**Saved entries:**
-- Opening Marker --

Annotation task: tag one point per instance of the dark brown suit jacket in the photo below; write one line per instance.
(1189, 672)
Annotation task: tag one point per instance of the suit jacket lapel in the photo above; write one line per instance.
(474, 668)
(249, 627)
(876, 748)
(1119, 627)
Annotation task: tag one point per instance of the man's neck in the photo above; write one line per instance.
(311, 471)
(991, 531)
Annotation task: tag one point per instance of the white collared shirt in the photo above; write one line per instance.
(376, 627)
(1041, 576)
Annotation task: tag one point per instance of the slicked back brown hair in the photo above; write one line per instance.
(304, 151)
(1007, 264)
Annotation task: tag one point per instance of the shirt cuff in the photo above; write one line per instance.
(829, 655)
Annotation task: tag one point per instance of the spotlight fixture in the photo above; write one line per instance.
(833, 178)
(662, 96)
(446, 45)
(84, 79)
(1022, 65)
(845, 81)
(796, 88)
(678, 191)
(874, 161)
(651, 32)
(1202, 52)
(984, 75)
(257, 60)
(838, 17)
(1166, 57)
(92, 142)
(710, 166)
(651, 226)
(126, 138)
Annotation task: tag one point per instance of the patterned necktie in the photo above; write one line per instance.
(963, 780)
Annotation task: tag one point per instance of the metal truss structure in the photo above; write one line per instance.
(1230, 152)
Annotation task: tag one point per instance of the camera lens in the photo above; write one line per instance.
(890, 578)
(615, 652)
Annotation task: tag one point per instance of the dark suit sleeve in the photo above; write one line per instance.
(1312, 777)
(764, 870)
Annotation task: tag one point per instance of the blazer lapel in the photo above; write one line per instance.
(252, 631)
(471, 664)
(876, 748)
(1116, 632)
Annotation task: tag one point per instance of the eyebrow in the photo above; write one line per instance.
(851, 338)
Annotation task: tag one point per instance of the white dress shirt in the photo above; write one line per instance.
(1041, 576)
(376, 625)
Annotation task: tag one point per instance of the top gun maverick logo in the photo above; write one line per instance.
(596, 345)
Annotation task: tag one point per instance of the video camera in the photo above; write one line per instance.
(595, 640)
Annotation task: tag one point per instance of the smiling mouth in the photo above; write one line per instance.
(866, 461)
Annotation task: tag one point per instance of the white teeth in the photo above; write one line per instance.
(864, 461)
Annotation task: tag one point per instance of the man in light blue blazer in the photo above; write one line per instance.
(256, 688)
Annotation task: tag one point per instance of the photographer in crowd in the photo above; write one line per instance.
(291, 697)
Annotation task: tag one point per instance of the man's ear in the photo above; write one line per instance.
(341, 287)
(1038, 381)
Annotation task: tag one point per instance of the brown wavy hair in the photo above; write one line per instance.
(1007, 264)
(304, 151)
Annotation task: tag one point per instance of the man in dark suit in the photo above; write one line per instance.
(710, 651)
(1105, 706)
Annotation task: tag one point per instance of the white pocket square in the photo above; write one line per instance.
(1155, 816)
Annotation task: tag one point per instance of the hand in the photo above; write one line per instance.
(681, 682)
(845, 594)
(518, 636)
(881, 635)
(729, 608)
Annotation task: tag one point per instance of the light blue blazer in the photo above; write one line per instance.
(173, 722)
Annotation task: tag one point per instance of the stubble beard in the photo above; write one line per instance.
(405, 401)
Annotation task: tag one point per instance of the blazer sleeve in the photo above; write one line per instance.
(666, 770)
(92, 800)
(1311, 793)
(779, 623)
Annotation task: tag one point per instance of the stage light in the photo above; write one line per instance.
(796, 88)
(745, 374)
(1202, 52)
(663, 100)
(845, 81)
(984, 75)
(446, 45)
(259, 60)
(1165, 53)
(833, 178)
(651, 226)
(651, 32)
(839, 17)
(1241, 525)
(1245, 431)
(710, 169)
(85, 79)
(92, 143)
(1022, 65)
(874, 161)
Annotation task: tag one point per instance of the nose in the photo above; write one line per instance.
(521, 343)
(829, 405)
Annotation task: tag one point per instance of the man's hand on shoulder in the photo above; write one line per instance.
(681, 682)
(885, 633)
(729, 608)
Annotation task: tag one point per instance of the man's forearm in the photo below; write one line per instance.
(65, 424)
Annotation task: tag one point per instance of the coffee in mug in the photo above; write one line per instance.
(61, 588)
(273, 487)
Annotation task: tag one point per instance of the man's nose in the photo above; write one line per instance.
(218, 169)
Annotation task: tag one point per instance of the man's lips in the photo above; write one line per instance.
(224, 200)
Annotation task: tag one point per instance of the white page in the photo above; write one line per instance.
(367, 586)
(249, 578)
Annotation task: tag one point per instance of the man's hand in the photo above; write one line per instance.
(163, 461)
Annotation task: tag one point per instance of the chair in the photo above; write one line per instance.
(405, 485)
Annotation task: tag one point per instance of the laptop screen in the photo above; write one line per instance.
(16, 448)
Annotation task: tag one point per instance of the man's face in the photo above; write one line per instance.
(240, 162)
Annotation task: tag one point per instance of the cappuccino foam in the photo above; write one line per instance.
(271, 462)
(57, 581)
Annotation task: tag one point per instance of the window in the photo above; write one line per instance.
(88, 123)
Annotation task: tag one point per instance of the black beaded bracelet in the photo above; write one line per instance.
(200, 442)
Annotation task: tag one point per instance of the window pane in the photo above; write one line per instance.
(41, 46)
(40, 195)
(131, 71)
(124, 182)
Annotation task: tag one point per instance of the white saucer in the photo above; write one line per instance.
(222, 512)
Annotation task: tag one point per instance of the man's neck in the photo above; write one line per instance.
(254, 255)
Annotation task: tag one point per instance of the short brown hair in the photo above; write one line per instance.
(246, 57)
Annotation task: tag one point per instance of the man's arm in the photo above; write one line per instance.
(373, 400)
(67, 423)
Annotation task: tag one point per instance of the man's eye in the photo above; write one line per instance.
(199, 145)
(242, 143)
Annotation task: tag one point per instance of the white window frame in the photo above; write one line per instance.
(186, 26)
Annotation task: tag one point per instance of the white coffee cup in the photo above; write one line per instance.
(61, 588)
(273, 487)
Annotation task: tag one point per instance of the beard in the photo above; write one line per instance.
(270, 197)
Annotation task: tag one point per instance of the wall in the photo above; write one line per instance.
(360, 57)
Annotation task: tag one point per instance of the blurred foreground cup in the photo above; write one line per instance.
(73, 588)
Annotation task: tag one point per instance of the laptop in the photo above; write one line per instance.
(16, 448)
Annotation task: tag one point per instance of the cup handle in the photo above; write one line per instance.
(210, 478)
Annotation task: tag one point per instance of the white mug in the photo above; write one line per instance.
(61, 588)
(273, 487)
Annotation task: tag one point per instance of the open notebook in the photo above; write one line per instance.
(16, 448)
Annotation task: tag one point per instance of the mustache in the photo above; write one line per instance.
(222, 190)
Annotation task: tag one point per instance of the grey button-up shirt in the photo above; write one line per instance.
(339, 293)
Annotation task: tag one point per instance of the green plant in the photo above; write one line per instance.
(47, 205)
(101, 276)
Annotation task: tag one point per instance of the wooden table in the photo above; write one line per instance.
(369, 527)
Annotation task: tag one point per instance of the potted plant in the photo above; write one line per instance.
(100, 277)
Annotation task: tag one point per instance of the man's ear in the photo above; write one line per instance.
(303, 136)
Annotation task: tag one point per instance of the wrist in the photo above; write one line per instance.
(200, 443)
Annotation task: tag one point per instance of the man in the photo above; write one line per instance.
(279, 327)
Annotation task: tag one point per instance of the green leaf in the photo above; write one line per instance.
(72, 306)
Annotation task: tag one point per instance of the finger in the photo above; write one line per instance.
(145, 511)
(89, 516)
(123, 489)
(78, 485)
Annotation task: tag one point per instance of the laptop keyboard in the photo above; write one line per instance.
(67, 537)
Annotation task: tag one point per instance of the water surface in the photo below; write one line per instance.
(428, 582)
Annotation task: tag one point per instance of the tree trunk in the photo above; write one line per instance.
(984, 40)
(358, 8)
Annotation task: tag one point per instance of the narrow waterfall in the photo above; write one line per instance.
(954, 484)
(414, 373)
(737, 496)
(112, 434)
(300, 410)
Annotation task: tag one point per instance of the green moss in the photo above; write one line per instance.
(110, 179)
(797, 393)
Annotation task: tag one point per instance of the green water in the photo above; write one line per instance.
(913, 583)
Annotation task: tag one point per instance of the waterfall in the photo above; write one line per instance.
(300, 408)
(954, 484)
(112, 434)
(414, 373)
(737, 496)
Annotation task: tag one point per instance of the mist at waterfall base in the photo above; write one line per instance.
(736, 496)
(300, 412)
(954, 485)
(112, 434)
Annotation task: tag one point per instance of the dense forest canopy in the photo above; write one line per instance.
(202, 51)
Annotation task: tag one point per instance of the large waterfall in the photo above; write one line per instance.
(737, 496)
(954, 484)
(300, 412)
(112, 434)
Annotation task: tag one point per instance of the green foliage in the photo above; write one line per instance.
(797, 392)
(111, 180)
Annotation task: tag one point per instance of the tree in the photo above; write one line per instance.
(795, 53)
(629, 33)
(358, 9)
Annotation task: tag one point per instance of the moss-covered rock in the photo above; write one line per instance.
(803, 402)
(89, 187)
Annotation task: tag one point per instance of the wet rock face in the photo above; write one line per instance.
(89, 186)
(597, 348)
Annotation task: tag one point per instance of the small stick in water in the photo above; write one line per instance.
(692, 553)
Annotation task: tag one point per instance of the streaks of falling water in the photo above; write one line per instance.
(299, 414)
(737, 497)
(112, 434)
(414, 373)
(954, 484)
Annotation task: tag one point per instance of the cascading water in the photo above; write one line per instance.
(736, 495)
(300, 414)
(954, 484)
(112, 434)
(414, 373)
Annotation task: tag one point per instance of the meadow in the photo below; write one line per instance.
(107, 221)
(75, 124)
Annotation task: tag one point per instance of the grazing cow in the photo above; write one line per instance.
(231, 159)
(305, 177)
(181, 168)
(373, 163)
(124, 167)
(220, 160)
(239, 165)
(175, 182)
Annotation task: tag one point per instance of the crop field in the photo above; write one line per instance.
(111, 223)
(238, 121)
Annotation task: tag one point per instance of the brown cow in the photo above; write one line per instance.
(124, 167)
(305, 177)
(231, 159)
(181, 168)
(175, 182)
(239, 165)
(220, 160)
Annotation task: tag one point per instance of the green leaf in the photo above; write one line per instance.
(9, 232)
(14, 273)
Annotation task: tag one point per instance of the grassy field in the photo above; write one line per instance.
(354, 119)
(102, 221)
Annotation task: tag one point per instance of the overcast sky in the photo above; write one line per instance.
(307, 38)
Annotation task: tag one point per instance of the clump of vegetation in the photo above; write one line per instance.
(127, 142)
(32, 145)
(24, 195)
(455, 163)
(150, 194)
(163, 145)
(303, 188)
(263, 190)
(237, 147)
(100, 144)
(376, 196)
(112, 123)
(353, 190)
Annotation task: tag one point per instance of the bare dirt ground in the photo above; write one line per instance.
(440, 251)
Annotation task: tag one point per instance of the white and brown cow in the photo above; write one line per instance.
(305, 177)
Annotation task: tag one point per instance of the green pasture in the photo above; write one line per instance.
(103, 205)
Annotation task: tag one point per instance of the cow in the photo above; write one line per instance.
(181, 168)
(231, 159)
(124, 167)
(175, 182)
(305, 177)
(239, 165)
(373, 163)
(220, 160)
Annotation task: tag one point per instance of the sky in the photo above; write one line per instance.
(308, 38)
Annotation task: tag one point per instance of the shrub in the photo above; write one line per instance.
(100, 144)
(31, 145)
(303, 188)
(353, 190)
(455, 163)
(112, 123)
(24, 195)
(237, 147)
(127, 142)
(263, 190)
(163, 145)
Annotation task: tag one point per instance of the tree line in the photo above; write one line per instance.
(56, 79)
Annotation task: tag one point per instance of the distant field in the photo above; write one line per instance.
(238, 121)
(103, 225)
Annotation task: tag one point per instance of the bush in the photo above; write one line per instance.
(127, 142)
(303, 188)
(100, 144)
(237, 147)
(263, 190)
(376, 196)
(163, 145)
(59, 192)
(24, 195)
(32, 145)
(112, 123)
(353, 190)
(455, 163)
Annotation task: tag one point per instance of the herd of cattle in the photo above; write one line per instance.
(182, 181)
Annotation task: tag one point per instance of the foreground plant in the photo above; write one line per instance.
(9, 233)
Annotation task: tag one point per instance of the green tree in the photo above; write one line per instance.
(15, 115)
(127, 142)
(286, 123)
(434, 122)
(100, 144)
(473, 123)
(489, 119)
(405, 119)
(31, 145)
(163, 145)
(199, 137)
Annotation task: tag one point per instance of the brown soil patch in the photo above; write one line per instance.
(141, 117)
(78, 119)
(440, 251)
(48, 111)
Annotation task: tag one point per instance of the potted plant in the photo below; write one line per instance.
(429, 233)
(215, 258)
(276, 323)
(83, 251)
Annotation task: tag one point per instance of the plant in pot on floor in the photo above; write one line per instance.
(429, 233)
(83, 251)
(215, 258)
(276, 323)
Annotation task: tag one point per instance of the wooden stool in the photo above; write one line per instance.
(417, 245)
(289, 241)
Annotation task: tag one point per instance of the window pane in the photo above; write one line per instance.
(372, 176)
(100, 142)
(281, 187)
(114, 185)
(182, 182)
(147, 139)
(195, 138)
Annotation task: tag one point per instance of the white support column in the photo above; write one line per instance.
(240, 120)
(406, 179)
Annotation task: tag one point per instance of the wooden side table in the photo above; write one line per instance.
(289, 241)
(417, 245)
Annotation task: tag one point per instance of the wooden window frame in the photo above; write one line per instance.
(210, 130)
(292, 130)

-- Closing Marker --

**EXERCISE DESCRIPTION:** Return only the lines running from the line with "Annotation task: tag one point per instance of the wooden side" to the last line of the records, both included, exactly as written.

**FINAL ANSWER:**
Annotation task: tag one point per instance of the wooden side table in the photo above; write one line per instance.
(289, 241)
(417, 245)
Annotation task: tag one point per instance of the wooden window frame in the photo above; write one line per instance.
(210, 130)
(292, 130)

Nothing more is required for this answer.